┌─ Given information

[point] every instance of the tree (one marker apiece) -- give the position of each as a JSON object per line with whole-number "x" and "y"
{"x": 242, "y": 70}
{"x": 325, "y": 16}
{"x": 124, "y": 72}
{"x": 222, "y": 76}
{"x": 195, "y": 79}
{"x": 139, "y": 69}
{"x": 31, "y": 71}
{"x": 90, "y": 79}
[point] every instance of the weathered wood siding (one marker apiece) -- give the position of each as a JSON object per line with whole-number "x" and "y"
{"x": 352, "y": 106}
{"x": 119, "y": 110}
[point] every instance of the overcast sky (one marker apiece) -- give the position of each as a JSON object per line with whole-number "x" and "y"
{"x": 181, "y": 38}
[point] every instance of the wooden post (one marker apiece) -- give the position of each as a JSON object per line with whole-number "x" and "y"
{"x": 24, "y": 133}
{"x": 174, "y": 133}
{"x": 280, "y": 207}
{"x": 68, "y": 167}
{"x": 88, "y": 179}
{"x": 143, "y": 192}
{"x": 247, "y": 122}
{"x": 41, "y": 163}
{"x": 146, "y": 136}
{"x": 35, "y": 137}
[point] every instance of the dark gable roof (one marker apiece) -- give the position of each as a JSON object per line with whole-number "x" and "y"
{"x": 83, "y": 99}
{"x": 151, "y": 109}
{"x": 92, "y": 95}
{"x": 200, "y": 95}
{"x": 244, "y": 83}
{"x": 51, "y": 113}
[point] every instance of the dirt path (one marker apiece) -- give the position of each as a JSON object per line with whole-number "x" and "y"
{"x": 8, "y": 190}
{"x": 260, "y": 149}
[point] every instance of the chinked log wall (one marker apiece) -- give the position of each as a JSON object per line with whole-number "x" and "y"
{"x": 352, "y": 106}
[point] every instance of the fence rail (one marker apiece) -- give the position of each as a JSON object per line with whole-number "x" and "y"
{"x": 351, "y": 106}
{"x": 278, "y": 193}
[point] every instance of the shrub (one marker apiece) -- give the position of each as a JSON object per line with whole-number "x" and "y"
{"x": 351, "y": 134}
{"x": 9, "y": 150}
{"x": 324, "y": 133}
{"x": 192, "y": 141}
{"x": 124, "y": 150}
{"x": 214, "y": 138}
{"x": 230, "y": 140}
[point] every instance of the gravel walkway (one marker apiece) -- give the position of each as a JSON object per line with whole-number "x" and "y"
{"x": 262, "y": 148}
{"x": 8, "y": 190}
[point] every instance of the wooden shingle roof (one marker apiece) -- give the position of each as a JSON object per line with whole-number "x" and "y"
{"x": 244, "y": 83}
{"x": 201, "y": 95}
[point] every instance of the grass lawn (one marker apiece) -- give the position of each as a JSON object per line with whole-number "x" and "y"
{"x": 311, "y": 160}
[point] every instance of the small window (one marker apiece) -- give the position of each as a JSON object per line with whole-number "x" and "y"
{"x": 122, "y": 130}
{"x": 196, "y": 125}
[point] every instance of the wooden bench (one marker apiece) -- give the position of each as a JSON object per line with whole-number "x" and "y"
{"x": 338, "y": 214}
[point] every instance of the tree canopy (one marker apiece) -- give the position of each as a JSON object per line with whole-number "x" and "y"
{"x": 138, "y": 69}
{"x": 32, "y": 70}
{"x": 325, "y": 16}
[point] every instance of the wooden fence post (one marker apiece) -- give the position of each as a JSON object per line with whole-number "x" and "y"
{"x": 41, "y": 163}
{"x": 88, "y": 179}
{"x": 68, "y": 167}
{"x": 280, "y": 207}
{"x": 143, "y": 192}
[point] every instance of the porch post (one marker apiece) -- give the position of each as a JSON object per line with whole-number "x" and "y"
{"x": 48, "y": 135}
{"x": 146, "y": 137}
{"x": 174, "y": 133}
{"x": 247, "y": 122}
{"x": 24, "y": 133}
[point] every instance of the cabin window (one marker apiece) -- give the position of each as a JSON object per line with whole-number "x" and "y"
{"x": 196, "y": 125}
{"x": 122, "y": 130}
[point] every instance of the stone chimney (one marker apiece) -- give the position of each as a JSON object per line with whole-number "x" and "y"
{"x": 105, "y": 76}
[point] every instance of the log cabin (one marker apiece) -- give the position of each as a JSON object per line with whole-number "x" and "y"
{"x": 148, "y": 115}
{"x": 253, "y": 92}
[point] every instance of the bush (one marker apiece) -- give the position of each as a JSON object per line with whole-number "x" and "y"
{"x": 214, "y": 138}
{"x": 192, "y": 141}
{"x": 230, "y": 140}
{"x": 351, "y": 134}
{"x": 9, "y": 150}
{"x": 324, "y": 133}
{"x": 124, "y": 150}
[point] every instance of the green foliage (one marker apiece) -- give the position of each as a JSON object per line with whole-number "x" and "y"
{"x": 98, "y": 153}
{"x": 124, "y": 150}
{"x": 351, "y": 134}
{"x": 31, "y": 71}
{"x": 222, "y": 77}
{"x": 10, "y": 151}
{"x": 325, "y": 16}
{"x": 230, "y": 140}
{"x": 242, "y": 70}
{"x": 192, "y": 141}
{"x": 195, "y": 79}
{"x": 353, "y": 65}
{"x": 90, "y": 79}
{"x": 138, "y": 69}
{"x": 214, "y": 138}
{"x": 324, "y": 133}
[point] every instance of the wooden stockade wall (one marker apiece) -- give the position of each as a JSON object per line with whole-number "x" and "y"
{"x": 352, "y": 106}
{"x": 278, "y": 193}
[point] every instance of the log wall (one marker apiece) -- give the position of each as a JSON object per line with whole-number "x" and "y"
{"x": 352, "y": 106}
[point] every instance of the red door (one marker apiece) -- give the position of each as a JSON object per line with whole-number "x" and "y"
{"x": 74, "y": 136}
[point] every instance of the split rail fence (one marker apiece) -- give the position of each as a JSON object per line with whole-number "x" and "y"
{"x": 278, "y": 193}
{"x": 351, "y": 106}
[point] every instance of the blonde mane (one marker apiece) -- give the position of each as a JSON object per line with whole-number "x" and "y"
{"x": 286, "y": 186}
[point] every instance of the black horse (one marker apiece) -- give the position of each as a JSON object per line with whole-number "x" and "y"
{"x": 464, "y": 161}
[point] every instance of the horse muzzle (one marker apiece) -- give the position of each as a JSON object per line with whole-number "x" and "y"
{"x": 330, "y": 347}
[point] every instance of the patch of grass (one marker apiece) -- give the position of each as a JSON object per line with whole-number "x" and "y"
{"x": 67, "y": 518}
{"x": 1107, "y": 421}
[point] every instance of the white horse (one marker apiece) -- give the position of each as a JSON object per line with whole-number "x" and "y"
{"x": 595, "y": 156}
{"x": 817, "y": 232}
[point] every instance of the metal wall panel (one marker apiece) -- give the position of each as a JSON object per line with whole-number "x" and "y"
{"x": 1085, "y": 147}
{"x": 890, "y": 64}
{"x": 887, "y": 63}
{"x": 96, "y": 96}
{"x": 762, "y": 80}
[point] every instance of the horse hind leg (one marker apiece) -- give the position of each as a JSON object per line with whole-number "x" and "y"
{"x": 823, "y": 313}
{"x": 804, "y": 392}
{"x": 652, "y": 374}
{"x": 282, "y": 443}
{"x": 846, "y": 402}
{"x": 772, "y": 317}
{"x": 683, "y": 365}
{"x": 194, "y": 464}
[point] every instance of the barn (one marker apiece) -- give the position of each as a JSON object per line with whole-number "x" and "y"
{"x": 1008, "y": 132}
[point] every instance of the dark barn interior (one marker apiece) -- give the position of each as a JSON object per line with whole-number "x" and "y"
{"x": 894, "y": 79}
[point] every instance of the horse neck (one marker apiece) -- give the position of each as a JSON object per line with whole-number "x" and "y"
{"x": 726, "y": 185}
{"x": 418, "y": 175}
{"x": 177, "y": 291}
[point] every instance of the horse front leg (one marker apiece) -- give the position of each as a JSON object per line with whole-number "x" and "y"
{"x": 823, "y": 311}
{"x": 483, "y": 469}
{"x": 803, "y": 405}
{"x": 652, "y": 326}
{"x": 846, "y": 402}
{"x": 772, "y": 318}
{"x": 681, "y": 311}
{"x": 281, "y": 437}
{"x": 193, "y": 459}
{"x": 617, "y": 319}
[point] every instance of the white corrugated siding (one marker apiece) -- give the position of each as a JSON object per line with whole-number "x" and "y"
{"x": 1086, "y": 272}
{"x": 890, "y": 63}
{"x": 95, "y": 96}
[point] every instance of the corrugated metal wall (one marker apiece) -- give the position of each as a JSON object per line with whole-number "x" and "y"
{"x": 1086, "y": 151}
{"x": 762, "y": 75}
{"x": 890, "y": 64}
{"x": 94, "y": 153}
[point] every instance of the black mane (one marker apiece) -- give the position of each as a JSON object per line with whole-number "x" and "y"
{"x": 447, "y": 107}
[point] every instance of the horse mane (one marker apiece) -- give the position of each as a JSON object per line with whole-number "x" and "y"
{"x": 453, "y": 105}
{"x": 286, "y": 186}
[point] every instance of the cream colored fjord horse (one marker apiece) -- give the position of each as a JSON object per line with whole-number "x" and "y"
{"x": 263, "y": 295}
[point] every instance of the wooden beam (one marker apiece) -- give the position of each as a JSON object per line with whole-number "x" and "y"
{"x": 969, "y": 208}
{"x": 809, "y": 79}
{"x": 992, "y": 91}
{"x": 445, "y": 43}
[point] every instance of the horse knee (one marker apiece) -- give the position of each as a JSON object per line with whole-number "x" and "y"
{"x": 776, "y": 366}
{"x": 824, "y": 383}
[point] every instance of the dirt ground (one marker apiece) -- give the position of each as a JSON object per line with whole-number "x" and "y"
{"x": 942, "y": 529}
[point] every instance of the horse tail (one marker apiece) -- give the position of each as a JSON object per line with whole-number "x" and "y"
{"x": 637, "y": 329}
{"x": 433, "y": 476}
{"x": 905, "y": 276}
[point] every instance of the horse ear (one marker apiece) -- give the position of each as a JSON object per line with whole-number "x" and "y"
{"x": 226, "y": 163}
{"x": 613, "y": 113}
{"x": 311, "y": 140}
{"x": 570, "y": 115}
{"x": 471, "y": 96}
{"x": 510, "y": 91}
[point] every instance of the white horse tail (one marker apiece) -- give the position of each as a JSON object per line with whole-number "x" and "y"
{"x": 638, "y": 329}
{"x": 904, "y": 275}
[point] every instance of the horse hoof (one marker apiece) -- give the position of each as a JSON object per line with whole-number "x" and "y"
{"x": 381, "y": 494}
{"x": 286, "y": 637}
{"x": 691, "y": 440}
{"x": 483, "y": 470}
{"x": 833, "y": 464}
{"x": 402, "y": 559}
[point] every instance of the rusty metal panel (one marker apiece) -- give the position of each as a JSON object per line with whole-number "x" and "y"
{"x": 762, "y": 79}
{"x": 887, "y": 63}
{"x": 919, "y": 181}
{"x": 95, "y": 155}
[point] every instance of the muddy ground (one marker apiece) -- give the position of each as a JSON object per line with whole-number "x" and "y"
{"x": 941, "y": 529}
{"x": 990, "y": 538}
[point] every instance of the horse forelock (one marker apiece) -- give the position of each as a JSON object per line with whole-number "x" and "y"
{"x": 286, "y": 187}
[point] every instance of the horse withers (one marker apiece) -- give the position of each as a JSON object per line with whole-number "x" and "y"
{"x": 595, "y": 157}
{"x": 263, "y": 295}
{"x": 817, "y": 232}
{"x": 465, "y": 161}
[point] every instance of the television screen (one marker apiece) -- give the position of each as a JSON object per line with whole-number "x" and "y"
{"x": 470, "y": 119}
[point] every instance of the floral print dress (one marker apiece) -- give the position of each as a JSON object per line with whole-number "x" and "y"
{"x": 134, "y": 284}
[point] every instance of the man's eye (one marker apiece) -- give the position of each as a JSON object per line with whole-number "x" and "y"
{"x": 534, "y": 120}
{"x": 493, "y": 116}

└─

Starting from the line that contains "[point] every instance of the horse withers", reproduce each line of the data exactly through the last one.

[point] every instance of the horse withers (one marker apiece) -- give the position of each as a JSON object per line with whole-number "x" and "y"
{"x": 595, "y": 157}
{"x": 263, "y": 295}
{"x": 817, "y": 232}
{"x": 465, "y": 161}
[point] every instance of the television screen (one marker apiece) -- give the position of each as a JSON object per line with whole-number "x" and "y"
{"x": 470, "y": 119}
[point] every instance of the floral print dress (one marker apiece) -- give the position of each as a JSON object per line with whole-number "x" and "y"
{"x": 134, "y": 284}
[point] every instance of the man's eye (one marker apiece) -- give the position of each as a JSON object per line with whole-number "x" and "y"
{"x": 534, "y": 120}
{"x": 493, "y": 116}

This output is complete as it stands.